• **TO DO**:
1) Using the forum thread on linear solvers, decide whether each statement agrees with it: (a) GMRES is named as a solver for non-symmetric matrices; (b) CG is named as a solver for non-symmetric matrices; (c) the best solvers for large systems use a Krylov solver as a preconditioner for multigrid. For each, answer yes or no and quote the deciding words.
2) Name every Krylov solver listed in the forum thread on linear solvers.
3) Proceed with the forum thread on linear solvers, starting after its last sentence.

• **TEXT SEGMENT**:

— Start —

Thanks a lot for your clear and cristal explanation.
I have perfectly grasped the main point of the subject under discussion.

Just more question: Which algorithms is quicker / faster?
Using a wide-band Thomas with RCM algorithm or a Krylov method? (If they are comparable)

Can they be compared? Or are we talking about things that are not comparable?

The issue is about what do you mean for quicker/faster. Depending on the method, CPU time and number of iterations can produce strange and conflicting results

mprinkey · December 7, 2017, 06:57

Quote:

Originally Posted by FMDenaro

The issue is about what do you mean for quicker/faster. Depending on the method, CPU time and number of iterations can produce strange and conflicting results

Indeed. 8)

In terms of practical use in CFD applications, Krylov solvers (CG for symmetric positive definite matrices, BiCGStab and GMRES for non-symmetric matrices) are state of the art. Other alternatives are pure multigrid iterative schemes. The best solvers for large systems use multigrid iteration as a precondition for the Krylov space solver and reap the synergistic benefit of both approaches.

— End —

• **DATA EXCERPT**:
— Start —

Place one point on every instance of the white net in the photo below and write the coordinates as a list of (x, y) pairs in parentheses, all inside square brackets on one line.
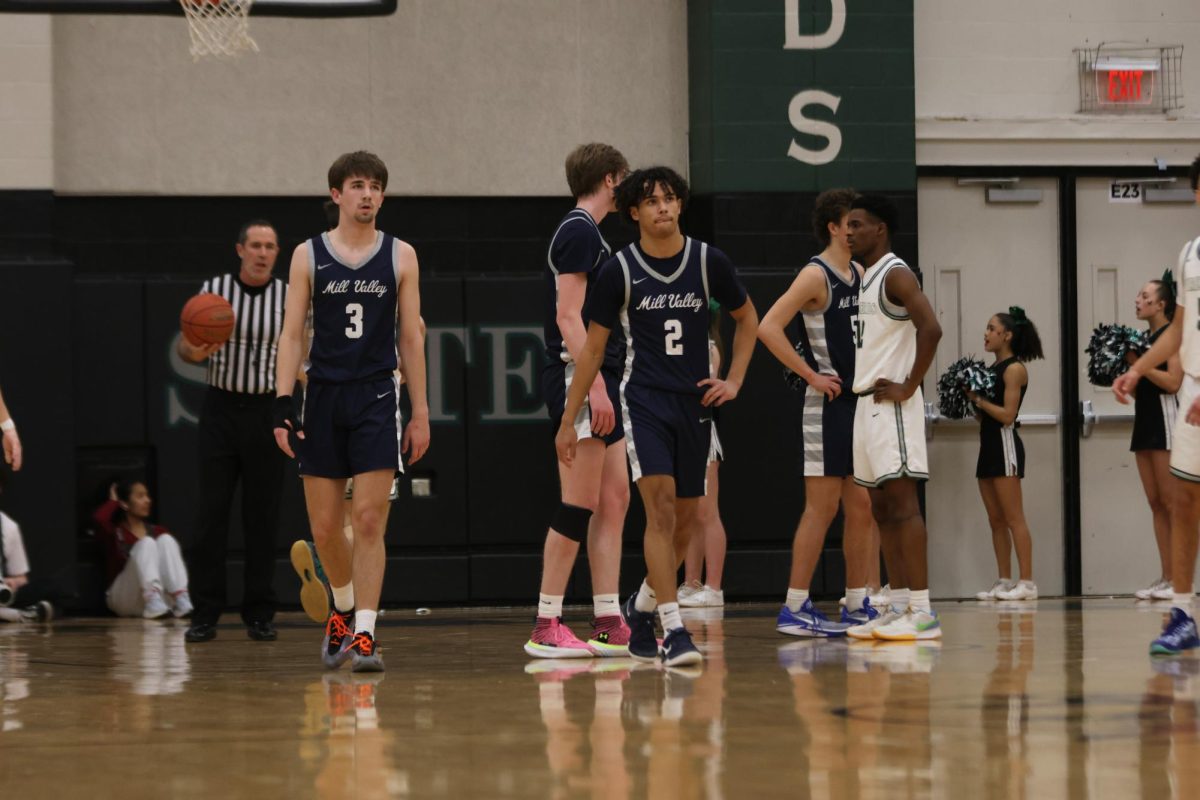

— End —

• **FINAL RESULTS**:
1)
(a) Yes: "BiCGStab and GMRES for non-symmetric matrices"
(b) No: "CG for symmetric positive definite matrices"
(c) No: "use multigrid iteration as a precondition for the Krylov space solver"

2) CG, BiCGStab, GMRES

3)
Direct/Exact solvers like LU/Thomas algorithms are not regularly used in CFD for the solution of 2D/3D problems. They are only used in reduced-dimension approximations like Alternate Direction Implicit methods or for line relaxation in smoother/preconditioner schemes...but those applications usually have a bandwidth of 3 for 2nd-order schemes or proportionally larger for higher order schemes. Again, these are solving only 1D sub-sets of the larger 2D/3D problem and are used in an iterative fashion or used in conjunction with a dimensional reduction scheme, say by using FFT techniques in the other spatial dimensions. The only other CFD application I can think of for banded direct solvers is in the evaluation of the compact finite differences.

Outside of CFD, RCM with direct solver methods may be used to do more than solve the linear system. For example, a reduced bandwidth matrix will be easier to extract eigenvalues/vectors which is useful, say, for identifying vibrational frequency and mode shapes in elastic structures.

FMDenaro · December 7, 2017, 07:07

My experience is somehow depressing me...For standard 3D second order elliptic operators any try to get the best CPU time performance out of my optimized SOR (parallelized with black&white assumption) failed. That happened at least for number of unknowns <O(10^7).
Yes, I get improvements in terms of numbers of iterations but as my final goal was to have the fastest solver, I always used the SOR method...

mprinkey · December 7, 2017, 08:05

Quote:

Originally Posted by FMDenaro

My experience is somehow depressing me...For standard 3D second order elliptic operators any try to get the best CPU time performance out of my optimized SOR (parallelized with black&white assumption) failed. That happened at least for number of unknowns <O(10^7).
Yes, I get improvements in terms of numbers of iterations but as my final goal was to have the fastest solver, I always used the SOR method...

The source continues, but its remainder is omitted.